WORK TO BE COMPLETED => Starting at the line containing "Target = paved road" and running through the end of the entries, repeat the lines with "paved road" swapped for "asphalt road" and nothing else changed.

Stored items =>
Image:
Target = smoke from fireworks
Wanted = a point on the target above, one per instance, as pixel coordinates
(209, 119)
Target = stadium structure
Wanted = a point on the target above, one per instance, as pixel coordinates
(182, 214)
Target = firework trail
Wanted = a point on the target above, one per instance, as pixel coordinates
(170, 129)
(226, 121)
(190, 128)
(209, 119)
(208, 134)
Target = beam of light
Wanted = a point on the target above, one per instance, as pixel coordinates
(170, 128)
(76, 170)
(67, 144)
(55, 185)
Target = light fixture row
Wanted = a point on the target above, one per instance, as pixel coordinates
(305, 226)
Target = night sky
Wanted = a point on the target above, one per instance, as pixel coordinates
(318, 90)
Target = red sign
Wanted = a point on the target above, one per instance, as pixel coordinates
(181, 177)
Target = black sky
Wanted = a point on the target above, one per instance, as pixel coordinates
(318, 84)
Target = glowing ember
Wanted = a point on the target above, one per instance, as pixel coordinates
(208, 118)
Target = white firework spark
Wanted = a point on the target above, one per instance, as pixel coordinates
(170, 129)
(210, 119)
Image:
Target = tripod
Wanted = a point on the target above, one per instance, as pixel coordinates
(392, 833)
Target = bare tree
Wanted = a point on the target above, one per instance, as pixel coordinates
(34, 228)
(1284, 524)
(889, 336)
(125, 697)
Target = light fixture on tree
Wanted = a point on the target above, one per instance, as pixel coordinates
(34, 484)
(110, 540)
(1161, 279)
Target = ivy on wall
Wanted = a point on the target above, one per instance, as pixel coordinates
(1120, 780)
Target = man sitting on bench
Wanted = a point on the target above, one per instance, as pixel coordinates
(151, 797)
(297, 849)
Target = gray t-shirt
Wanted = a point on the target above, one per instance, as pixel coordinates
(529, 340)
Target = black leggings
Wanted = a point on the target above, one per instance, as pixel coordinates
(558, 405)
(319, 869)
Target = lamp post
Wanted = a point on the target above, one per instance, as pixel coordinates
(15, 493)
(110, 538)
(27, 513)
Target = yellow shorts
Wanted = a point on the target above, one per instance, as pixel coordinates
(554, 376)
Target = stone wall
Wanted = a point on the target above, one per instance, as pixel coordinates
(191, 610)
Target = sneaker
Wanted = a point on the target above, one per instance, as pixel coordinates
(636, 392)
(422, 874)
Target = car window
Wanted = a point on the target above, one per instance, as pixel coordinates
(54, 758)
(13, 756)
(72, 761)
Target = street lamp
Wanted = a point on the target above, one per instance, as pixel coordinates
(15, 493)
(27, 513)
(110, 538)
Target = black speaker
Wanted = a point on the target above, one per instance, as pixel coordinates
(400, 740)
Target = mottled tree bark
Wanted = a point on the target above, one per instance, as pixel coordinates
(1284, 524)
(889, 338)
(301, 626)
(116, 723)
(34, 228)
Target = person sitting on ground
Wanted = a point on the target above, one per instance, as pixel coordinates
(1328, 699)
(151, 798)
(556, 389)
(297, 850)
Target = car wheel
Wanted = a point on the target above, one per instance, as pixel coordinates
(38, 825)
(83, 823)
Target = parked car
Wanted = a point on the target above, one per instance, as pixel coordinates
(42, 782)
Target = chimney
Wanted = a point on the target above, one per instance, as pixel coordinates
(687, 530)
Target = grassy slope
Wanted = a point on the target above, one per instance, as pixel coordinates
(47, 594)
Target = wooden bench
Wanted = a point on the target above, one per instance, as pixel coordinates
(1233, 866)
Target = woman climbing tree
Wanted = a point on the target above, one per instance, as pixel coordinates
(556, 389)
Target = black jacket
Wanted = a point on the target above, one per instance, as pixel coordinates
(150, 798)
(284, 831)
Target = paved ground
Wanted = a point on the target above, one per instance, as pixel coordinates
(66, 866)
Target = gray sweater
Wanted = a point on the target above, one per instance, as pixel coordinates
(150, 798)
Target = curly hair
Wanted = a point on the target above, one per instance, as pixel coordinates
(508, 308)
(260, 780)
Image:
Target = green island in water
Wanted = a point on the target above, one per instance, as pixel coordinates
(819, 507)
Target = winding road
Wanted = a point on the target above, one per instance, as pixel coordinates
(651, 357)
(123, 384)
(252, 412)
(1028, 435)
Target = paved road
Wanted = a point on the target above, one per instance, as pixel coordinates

THE RESPONSE =>
Target = asphalt road
Wanted = a point on the target above, one per instance, as pixel coordinates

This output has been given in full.